**EXERCISE DESCRIPTION:**
List every line of the listing that contains the string "person".

**DATA TO USE:**
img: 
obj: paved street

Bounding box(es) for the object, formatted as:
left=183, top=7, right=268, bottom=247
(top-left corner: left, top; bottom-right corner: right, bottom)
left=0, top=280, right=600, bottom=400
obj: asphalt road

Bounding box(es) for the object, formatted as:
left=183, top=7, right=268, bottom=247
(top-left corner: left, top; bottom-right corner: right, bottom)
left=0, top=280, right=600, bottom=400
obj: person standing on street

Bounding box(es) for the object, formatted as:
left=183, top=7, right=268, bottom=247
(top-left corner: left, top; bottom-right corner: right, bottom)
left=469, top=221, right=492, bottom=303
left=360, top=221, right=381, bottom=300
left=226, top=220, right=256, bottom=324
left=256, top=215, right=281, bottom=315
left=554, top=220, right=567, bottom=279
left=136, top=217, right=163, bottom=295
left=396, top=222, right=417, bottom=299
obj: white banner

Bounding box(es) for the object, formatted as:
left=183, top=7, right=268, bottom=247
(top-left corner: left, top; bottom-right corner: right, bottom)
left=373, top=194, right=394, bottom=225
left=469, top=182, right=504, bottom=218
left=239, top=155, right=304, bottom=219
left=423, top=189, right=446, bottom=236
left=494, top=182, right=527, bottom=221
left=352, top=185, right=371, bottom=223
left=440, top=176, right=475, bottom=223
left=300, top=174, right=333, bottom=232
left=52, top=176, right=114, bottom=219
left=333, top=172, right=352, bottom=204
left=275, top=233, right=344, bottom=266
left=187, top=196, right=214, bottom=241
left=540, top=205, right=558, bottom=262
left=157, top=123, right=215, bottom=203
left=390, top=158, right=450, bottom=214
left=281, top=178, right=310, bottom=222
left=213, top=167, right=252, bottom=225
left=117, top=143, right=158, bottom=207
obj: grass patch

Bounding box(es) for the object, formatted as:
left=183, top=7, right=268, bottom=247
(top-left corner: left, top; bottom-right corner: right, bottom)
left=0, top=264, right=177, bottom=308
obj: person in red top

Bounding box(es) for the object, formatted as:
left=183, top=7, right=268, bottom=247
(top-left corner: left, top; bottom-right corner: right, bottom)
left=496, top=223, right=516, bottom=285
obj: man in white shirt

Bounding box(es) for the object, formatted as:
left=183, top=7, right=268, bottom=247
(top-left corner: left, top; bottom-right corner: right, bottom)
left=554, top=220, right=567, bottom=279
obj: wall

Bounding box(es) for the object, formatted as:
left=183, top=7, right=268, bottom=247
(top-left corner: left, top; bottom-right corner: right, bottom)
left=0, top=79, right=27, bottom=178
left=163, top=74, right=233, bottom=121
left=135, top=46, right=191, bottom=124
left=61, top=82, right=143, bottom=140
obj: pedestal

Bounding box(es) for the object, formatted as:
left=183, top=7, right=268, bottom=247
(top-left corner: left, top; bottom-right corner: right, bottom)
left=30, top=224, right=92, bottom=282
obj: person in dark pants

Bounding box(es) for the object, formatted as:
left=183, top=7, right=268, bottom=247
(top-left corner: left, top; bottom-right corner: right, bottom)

**WORKED SOLUTION:**
obj: person standing on street
obj: person in red top
obj: person in dark pants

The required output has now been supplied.